→ Görev Ayrıntıları:
"Detect the cluster" ifadesini içeren satırdan başlayıp son satıra kadar uzanan tüm satırları (iki uç dahil) hiçbirini atlamadan yeniden yazarak ölçekleyin: bulunan konumların koordinatlarını 0,45 ile çarpıp tam sayıya yuvarlayın (buçuklar yukarı yuvarlansın), biçim kalıbındaki sayılar ise olduğu gibi kalsın.

→ Kullanılacak Satırlar:
....

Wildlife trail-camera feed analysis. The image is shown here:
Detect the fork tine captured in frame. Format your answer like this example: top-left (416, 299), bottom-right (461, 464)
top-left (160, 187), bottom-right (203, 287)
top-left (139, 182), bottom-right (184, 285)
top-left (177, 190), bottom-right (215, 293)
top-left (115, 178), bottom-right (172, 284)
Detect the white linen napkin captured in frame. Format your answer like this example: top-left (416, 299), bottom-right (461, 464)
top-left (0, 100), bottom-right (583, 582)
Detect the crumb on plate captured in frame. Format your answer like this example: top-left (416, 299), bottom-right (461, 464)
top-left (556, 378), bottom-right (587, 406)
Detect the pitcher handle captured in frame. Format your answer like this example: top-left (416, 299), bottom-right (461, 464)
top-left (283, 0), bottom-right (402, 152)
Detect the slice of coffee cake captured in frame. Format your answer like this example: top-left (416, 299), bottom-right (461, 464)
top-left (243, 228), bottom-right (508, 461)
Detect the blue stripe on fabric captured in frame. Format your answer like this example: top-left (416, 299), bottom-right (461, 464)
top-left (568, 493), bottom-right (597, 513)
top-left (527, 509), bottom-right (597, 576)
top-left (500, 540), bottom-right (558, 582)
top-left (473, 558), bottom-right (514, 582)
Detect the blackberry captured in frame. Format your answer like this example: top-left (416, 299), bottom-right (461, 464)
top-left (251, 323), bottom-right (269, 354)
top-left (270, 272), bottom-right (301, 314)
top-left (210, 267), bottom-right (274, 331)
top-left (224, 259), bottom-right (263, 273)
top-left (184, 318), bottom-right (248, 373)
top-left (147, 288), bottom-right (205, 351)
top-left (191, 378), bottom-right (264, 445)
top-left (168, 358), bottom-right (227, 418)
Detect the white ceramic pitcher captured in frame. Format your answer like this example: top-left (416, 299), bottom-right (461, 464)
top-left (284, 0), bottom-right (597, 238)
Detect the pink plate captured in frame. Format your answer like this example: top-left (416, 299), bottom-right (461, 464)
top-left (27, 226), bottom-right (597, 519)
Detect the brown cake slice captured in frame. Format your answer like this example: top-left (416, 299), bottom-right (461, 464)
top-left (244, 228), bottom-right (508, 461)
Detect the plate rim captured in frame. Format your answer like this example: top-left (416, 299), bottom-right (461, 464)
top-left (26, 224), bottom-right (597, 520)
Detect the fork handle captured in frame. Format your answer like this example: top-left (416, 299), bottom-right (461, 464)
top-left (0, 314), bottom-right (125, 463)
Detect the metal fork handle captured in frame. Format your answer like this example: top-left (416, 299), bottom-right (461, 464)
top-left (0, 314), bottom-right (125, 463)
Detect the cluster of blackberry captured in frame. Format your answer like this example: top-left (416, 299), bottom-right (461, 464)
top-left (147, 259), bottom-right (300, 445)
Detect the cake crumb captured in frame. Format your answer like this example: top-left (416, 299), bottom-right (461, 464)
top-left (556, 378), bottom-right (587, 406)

....

→ Görev Sonucu:
Detect the cluster of blackberry captured in frame. Format your answer like this example: top-left (416, 299), bottom-right (461, 464)
top-left (66, 117), bottom-right (135, 200)
Detect the cake crumb captured in frame. Format your answer like this example: top-left (416, 299), bottom-right (461, 464)
top-left (250, 170), bottom-right (264, 183)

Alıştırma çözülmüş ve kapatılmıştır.